DATA FOR THIS TASK ▸
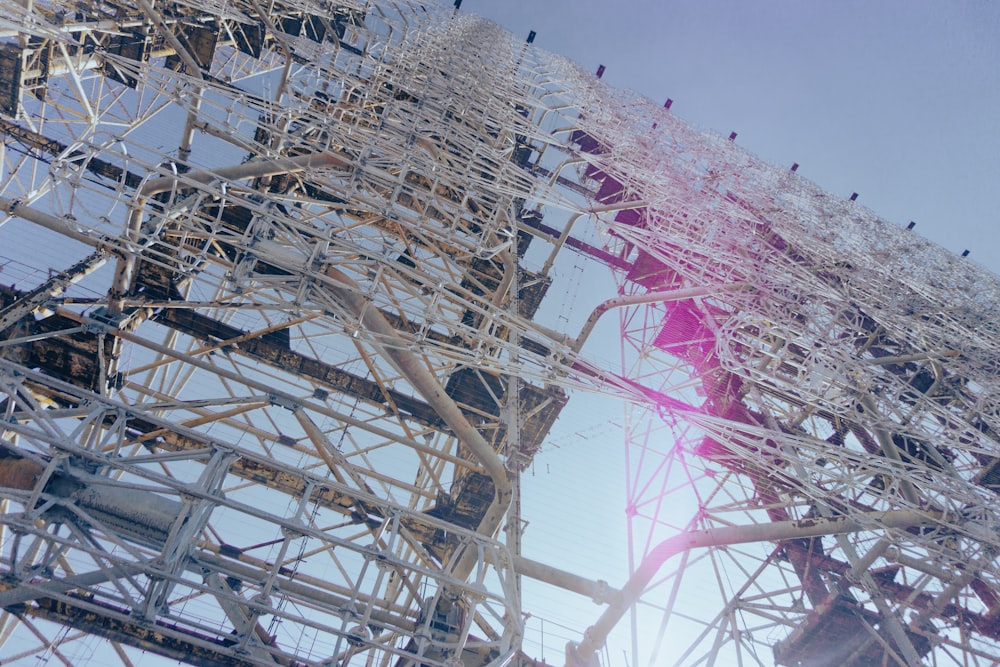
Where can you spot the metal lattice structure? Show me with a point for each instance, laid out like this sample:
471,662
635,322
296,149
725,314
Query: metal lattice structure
277,343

WHAT YOU SHOULD DO ▸ Can you reproduce every one of the items above line for line, without any change, leaving the pictures out?

SOLUTION FOR THIS PROBLEM ▸
Where can you spot the metal lattice structure? Show me with a point for each instance, laid out like this sample:
471,662
635,322
296,149
725,314
Query: metal lattice structure
277,343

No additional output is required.